Task: Locate every line in the entries below that contains the word "grass" and copy each such line in full. Matching is case-sensitive.

⟨

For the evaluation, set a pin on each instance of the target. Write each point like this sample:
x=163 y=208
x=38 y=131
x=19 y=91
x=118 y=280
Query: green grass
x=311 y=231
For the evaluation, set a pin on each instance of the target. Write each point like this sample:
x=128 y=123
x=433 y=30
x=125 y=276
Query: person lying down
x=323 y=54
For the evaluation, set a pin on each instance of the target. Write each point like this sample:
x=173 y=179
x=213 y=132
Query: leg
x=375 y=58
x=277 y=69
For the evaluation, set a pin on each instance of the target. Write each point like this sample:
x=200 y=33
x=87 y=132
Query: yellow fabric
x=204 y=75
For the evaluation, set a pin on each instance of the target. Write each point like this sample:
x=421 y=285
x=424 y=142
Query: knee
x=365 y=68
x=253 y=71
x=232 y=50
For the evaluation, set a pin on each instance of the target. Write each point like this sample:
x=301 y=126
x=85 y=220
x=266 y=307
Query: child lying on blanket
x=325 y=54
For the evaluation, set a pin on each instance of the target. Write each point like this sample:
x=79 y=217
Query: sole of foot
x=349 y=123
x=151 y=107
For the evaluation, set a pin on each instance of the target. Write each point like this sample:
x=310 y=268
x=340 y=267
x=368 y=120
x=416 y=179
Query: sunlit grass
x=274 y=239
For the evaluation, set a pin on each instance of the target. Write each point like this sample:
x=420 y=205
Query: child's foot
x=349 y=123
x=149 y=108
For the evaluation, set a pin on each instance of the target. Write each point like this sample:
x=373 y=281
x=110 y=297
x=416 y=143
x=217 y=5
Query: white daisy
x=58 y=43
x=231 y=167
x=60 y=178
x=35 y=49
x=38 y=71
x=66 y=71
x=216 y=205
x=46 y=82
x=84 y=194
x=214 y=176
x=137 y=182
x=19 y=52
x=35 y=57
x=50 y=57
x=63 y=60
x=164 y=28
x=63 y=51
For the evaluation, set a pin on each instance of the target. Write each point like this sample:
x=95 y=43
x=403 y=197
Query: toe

⟩
⟨

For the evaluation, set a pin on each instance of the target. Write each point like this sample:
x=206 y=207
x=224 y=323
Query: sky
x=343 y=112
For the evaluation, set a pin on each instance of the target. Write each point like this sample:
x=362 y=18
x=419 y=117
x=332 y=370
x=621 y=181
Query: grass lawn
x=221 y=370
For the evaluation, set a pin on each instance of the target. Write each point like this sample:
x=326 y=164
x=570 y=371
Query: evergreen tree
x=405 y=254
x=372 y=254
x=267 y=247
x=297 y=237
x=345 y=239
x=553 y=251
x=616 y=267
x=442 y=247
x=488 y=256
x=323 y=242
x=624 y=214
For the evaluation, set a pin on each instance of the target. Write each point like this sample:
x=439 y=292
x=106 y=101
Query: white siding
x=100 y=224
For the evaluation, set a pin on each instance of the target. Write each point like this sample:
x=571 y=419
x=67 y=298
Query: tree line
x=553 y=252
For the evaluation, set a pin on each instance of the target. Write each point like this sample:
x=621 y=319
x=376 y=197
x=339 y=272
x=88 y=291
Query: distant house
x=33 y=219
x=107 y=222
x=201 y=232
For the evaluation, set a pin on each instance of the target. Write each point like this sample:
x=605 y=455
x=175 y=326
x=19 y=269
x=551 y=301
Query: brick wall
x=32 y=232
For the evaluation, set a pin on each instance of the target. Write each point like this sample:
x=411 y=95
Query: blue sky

⟩

Answer below:
Query: green grass
Query: sunlit grass
Query: grass lawn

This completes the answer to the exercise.